◆ TASK ITEM:
Retype the records that follow, every line exactly as written.

---*---

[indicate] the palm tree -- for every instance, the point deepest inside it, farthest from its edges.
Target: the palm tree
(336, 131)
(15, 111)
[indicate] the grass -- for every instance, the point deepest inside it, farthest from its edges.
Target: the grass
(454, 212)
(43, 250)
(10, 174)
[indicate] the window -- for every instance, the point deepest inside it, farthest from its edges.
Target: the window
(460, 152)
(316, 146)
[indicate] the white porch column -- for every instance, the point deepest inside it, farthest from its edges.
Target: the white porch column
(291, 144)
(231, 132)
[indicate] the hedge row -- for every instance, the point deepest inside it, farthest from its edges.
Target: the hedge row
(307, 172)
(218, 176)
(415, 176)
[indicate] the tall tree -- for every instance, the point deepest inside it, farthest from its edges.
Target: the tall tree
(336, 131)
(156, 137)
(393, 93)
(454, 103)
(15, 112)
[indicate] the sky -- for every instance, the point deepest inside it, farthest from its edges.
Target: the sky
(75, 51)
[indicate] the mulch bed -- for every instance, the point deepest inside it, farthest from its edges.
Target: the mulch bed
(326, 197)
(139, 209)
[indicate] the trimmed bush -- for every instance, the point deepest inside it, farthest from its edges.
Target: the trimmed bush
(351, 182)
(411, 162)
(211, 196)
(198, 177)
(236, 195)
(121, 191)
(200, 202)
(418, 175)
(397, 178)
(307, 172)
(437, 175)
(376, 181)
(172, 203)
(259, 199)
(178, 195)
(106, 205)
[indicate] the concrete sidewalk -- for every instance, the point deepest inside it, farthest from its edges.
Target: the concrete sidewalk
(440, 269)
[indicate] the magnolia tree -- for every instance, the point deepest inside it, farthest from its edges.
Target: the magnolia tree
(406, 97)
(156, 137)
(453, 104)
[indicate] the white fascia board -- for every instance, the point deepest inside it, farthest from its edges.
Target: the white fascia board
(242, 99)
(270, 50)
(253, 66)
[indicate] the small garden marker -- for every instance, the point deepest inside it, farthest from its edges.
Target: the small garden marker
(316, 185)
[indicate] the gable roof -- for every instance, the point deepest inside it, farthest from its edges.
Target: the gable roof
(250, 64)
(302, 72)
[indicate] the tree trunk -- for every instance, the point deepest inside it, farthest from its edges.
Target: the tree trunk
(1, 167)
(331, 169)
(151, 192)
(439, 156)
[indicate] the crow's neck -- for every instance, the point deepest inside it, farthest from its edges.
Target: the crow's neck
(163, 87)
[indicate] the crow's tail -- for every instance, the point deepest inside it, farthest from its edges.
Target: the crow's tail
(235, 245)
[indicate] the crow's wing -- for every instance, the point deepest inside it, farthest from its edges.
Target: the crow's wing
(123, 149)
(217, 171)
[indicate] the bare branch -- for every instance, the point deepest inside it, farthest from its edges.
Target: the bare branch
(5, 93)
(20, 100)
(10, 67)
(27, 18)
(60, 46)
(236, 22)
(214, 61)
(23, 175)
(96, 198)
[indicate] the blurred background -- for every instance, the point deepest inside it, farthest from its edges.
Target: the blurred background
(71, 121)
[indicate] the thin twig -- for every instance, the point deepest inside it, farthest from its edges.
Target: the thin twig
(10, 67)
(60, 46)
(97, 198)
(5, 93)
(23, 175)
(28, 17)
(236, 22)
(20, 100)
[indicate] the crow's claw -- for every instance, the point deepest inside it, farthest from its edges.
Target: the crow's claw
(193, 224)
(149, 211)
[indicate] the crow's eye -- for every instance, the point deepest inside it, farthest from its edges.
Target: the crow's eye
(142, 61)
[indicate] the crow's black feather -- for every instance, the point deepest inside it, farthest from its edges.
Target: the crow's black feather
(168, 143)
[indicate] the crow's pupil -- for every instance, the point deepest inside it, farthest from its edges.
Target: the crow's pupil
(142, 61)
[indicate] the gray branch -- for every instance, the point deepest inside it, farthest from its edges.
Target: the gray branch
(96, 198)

---*---

◆ WRITTEN SOLUTION:
[indicate] the palm tree -- for every instance, the point deepest inside it, farthest from its edges.
Target: the palm tree
(336, 131)
(15, 111)
[indicate] the grass -- for every instance, the point deepest inside it, farthest from its edges.
Target: the grass
(454, 212)
(43, 250)
(10, 174)
[indicate] the window -- for every instance, the point deepest inside it, farthest from its edges.
Target: the window
(460, 152)
(316, 146)
[indicate] the white porch column -- for every instance, the point deepest inside it, farthest from its edges.
Target: the white porch column
(291, 144)
(231, 132)
[indicate] the hedge row -- for every instance, the point deepest inside it, farthest from its edges.
Target: the hedge row
(307, 172)
(218, 176)
(415, 176)
[indicate] the tall tree -- for every instance, the point deepest inside it, farthest from its edges.
Target: the tall tree
(336, 131)
(156, 137)
(393, 93)
(454, 103)
(15, 112)
[indicate] the sky -- for every instance, the point deepest inside it, farthest from its edges.
Target: the sky
(75, 51)
[indicate] the mulch bed -- for every instance, the point deepest inside it, farthest from its edges.
Target: the mulch bed
(326, 197)
(139, 209)
[indicate] the trimmed bush -- for every instance, the point deepest inside it, farthest from its edges.
Target: the trimmed bush
(351, 182)
(411, 162)
(211, 196)
(198, 177)
(236, 195)
(121, 191)
(200, 202)
(418, 175)
(397, 178)
(307, 172)
(437, 175)
(376, 181)
(172, 203)
(259, 199)
(178, 195)
(106, 205)
[indicate] the concrete sidewalk -- for every instance, the point deepest inside it, farthest from its edges.
Target: the concrete sidewalk
(440, 269)
[indicate] the magnolia tree -- for every instance, the point deepest inside it, farthest from its edges.
Target: the magnolia tree
(406, 97)
(156, 137)
(453, 104)
[indicate] the white fascia board -- for every instance, the point deepest inside it, farthest from its edges.
Target: the white fascia board
(242, 99)
(270, 50)
(253, 66)
[indicate] the small garden marker -- for every instance, the point deepest inside it, farthest from its edges.
Target: the small garden marker
(316, 185)
[indicate] the gable roof -- for every instance, the point deepest inside it, farthest from its edges.
Target: the gable roof
(250, 64)
(302, 72)
[indicate] the tree trunk -- for every instance, the point deepest inside it, farthest from its edges.
Target: the tree trunk
(1, 167)
(331, 169)
(151, 192)
(439, 156)
[indicate] the crow's neck -- for every instance, the point deepest inside it, farthest from its edges.
Target: the crow's neck
(163, 87)
[indicate] the crow's tail -- for every instance, the point deepest inside it, farthest from its edges.
Target: the crow's tail
(235, 245)
[indicate] the crow's wing -- for every instance, the point deepest inside it, farthest from its edges.
Target: the crow's wing
(123, 149)
(217, 171)
[indicate] the bare branch -- for every instance, the point deepest inside it, farthest from its edges.
Target: the bare branch
(5, 93)
(20, 100)
(10, 67)
(27, 18)
(60, 46)
(236, 22)
(214, 61)
(23, 175)
(96, 198)
[indicate] the blurred background -- for every instance, the point deepest inside it, farthest from its edges.
Target: the blurred background
(71, 121)
[indicate] the thin twig -- for every instance, the point deepest inside it, farthest from its edges.
Target: the thin twig
(10, 67)
(60, 46)
(97, 198)
(5, 93)
(23, 175)
(28, 17)
(236, 22)
(20, 100)
[indicate] the crow's claw -- for every instance, the point deepest inside it, farthest from its edges.
Target: the crow's claw
(193, 224)
(149, 211)
[indicate] the crow's eye -- for every instance, the point deepest inside it, farthest from its edges.
Target: the crow's eye
(142, 61)
[indicate] the crow's black feather -- for every instance, the point deepest inside it, farthest from its edges.
Target: the crow's black feather
(168, 143)
[indicate] the crow's pupil -- for every instance, the point deepest inside it, farthest from its edges.
Target: the crow's pupil
(142, 61)
[indicate] the gray branch -- for every instance, the point deepest inside it, farthest from its edges.
Target: the gray branch
(96, 198)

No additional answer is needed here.